**Problem details**
Only the lines from the top of the data through the one with "Target: white patch on horse" are to be written out, each exactly as it stands.

== Data provided ==

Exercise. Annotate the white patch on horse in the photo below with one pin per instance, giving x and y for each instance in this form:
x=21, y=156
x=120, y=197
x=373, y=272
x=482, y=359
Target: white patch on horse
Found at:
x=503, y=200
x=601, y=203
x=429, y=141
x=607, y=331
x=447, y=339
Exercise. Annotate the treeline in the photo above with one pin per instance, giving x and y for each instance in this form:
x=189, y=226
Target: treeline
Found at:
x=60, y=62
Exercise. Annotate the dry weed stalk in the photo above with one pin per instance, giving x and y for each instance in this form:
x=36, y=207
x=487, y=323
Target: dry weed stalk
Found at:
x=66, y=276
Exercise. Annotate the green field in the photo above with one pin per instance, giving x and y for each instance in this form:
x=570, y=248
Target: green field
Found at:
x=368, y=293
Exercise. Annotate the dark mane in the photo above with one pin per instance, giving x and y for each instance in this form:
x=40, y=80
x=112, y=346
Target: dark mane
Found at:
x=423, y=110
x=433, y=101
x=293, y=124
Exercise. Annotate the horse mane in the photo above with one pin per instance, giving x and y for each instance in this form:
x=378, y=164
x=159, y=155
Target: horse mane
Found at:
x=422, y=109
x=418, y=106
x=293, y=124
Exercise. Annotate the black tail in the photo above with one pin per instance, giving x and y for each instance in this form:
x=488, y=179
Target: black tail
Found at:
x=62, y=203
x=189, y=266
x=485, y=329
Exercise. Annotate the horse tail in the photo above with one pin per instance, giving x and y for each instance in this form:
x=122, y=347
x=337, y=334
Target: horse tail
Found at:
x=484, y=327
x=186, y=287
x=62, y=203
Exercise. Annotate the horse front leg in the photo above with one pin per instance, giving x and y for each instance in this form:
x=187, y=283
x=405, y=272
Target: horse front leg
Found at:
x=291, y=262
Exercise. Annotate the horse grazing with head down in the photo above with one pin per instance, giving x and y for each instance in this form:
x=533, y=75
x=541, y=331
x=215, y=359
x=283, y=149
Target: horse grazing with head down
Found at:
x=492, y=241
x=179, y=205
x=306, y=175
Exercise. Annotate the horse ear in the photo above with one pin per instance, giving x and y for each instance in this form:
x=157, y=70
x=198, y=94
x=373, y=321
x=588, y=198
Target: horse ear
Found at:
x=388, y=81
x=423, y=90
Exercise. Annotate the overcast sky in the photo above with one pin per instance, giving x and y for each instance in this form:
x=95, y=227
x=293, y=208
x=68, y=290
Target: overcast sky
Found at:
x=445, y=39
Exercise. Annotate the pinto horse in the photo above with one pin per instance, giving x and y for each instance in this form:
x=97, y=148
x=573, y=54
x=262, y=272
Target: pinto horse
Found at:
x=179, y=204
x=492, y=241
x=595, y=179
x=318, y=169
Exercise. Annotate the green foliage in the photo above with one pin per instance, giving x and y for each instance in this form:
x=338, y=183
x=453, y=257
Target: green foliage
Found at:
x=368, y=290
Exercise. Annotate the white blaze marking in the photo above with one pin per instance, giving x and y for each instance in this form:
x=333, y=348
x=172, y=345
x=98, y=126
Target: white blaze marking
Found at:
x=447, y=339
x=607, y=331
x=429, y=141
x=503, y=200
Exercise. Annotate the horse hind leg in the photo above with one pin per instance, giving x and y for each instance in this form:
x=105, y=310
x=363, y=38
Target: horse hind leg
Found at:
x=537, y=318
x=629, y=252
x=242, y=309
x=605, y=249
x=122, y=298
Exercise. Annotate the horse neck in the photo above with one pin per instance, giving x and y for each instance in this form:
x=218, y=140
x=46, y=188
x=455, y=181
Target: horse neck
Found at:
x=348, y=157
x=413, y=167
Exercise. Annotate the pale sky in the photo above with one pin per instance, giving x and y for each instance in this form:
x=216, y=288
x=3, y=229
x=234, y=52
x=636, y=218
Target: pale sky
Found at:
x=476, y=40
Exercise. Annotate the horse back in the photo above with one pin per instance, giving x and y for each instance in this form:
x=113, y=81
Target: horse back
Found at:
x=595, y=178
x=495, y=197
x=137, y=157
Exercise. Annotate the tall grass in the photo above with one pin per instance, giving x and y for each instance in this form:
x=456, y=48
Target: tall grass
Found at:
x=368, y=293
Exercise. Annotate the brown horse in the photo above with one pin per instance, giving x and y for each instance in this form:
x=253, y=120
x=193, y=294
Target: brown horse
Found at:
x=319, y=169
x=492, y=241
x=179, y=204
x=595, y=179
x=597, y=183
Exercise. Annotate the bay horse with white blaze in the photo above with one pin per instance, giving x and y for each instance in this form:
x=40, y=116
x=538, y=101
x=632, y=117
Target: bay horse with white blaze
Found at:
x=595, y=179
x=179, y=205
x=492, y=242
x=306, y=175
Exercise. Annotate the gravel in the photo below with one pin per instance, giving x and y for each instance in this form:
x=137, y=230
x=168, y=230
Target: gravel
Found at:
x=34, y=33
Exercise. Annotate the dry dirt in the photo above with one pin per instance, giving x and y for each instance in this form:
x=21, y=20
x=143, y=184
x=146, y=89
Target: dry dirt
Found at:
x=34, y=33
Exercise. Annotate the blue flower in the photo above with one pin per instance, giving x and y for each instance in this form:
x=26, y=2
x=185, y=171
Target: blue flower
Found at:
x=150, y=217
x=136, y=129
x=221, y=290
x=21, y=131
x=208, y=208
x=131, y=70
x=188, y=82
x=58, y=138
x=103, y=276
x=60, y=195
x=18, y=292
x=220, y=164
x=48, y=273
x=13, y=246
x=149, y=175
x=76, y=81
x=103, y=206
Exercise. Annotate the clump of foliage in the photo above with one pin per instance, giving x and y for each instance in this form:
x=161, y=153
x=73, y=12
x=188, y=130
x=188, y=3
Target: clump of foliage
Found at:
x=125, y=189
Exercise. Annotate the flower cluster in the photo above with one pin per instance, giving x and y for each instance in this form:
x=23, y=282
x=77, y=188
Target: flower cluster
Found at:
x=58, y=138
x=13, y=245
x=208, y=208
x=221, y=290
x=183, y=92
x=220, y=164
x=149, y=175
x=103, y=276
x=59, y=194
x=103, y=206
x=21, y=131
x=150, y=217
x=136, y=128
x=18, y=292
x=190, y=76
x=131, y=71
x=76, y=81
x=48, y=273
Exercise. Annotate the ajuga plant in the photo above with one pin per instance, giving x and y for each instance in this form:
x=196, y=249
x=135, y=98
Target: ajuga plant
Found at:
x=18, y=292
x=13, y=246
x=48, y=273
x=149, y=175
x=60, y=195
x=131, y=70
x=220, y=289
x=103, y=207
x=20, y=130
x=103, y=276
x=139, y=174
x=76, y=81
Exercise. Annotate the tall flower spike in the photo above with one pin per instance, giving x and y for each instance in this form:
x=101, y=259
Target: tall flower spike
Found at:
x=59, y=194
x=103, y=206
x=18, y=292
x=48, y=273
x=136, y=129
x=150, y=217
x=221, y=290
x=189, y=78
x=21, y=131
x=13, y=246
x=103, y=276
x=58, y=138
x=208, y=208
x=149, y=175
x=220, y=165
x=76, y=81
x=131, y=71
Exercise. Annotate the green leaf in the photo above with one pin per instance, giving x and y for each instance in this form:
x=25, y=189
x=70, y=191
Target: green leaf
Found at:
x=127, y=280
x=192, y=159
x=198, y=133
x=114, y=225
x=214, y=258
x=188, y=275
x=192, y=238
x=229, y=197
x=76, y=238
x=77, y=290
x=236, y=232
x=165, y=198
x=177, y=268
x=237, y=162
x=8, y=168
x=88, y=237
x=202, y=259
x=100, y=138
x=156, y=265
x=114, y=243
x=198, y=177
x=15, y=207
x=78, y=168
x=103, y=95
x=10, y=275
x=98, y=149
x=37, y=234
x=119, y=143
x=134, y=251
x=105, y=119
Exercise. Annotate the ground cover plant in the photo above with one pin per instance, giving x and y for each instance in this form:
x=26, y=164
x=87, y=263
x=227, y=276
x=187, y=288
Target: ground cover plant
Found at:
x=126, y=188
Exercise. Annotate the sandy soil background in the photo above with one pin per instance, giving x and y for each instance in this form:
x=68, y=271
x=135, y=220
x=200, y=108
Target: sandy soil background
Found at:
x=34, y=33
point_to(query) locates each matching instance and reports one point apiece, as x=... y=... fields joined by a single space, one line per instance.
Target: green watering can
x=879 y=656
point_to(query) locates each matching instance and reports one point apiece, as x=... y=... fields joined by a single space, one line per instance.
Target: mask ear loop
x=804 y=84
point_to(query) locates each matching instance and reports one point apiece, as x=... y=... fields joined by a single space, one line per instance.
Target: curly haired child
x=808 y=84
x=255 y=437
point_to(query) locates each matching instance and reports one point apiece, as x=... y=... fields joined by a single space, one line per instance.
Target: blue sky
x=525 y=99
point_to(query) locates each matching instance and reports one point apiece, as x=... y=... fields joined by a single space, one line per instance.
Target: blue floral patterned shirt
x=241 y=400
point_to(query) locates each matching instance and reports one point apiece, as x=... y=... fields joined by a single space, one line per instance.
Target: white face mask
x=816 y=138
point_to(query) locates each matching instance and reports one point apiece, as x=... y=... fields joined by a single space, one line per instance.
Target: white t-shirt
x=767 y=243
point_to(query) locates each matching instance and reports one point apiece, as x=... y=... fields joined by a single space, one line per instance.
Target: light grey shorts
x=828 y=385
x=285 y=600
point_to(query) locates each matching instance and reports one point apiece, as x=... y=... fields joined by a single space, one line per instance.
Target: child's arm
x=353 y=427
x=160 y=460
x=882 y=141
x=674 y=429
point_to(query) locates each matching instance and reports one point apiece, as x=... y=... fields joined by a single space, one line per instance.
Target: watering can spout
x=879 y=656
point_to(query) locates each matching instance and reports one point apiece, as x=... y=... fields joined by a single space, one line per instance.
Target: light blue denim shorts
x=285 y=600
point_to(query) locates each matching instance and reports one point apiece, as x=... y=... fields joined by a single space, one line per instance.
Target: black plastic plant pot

===

**Output**
Exercise. Annotate the white patch on horse in the photo below with one pin per instance, giving x and y for each instance in this form:
x=21, y=156
x=120, y=197
x=373, y=272
x=482, y=359
Target: white patch on horse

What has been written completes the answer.